'''

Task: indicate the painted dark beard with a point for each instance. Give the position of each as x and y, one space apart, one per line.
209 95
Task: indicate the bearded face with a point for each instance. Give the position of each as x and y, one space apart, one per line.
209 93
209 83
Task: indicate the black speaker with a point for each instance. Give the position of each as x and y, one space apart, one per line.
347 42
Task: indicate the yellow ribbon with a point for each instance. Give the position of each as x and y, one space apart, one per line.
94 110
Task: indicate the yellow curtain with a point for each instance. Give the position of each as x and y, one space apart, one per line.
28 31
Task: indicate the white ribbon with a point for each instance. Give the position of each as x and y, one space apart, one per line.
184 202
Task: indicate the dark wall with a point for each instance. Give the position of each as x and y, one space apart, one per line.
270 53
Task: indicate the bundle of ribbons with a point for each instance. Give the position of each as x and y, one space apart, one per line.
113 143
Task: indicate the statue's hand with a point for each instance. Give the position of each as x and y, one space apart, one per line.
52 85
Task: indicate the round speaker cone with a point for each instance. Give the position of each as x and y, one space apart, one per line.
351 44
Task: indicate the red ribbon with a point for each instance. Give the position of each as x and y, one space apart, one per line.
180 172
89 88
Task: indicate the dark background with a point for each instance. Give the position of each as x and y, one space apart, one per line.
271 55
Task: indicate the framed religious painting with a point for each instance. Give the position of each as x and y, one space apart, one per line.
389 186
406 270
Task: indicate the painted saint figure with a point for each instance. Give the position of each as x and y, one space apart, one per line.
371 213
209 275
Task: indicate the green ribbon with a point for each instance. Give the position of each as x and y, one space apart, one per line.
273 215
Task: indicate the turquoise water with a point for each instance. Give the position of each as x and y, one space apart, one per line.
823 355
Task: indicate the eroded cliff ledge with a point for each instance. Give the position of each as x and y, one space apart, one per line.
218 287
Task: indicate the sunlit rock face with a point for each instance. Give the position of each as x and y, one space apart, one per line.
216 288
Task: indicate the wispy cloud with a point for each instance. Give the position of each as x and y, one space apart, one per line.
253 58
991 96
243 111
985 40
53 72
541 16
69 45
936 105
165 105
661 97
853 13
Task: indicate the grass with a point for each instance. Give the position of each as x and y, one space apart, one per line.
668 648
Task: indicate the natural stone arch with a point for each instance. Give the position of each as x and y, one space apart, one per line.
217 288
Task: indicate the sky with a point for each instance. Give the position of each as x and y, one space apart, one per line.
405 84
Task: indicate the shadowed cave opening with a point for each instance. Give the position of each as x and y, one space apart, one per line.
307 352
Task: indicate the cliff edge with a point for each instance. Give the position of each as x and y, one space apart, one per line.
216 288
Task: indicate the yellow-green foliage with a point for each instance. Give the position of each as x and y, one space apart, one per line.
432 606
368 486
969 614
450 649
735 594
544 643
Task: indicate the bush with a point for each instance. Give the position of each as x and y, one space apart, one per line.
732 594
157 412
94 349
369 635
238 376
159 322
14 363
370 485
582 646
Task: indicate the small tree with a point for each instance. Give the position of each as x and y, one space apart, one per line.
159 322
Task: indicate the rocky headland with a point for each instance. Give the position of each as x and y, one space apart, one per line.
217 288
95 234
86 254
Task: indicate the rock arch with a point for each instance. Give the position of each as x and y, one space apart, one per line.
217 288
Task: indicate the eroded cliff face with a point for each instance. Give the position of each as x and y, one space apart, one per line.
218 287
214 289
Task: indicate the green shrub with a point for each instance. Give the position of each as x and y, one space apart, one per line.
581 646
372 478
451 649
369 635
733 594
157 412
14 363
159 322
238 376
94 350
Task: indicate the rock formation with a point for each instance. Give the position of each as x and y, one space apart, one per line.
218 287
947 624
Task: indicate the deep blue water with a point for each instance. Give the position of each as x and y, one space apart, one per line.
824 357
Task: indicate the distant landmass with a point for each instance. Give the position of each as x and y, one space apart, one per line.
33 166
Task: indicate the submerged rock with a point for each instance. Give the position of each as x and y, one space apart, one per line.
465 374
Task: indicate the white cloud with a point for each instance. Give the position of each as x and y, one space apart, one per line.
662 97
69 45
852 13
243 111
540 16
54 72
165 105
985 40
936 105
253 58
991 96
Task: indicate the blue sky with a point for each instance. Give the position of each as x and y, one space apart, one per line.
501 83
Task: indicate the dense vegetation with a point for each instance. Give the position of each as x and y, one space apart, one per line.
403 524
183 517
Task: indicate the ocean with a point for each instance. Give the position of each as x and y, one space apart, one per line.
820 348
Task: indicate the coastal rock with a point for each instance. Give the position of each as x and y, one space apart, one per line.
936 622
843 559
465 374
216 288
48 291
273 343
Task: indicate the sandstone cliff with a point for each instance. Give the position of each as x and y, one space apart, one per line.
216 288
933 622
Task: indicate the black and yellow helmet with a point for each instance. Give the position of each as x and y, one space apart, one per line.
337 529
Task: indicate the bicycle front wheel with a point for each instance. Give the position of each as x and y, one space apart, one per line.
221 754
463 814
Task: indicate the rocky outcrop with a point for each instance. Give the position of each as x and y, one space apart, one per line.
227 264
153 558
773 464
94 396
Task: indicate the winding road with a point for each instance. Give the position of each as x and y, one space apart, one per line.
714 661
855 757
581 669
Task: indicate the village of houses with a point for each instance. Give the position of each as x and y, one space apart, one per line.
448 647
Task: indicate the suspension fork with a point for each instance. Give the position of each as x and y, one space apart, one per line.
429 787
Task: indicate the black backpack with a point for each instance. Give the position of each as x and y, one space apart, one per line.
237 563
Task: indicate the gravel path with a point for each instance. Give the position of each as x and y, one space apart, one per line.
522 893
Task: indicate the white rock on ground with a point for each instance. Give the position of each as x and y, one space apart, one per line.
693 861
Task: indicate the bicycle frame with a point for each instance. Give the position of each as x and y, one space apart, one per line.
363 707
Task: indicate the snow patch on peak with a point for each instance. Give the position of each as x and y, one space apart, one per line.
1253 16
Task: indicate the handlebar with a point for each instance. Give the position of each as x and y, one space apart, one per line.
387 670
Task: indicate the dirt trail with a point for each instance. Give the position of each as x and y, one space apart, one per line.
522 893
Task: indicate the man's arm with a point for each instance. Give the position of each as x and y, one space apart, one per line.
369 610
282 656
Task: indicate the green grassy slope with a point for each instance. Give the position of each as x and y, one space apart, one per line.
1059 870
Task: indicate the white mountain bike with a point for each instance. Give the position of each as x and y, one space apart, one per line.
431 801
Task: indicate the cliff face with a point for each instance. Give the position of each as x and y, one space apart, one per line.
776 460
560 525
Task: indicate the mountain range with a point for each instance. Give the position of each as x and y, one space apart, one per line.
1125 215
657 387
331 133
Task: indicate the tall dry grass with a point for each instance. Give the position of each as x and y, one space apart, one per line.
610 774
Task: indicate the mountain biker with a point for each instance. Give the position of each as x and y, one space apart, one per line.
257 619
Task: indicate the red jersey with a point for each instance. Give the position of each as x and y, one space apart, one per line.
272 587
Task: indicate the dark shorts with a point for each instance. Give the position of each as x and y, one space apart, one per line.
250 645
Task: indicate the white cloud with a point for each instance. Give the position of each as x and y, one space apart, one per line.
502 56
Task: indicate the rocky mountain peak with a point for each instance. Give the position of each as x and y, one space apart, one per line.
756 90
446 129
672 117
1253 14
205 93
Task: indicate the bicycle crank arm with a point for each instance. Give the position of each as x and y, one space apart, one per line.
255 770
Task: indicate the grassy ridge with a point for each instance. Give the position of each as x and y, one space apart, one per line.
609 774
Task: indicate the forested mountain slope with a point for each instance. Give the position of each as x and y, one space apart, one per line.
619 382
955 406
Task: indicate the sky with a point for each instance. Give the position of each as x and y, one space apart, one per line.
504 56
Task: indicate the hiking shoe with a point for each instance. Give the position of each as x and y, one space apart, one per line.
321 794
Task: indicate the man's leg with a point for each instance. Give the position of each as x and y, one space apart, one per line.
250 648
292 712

'''

In the entries above, take the line containing "Task: indicate the red jersey" and each later line through the last, and repeat them exactly. Output nothing else.

## WORKED SOLUTION
Task: indicate the red jersey with a point for each instance. Give the position of each as x and y, one space apart, one per line.
272 587
Task: indicate the dark shorts with a point for each instance. Give the position of each as x and y, one space apart, one per line.
250 645
Task: indicate the white cloud with a point for each instance. Give the position of each as x and y, one space apart, one per line.
502 56
Task: indicate the rocky mountain peak with a point for each instance. Give the position of each as x and y, one space apart, one per line.
756 90
446 129
672 117
1253 14
205 93
Task: indicate the bicycle crank arm with a point for each instance. Give the position of each as x and y, one space apart, one per line.
255 770
Task: indicate the grassy ridge with a point for each instance. Give the position of each as x and y, one space apart, one per line.
609 774
Task: indicate the forested mountain slope with a point for each instance. Give the position of each as x and y, one space apart, one per line.
619 382
955 406
Task: indicate the sky with a point for each instance. Give the position of each as x and y, one space apart, one per line.
504 56
Task: indicate the hiking shoe with a point for each instance. Give the position of each as x and y, one space apart, one per line.
321 794
Task: indicate the man's leg with a point for each instance. Give the position of each as x and y, one space apart, one per line.
250 648
292 712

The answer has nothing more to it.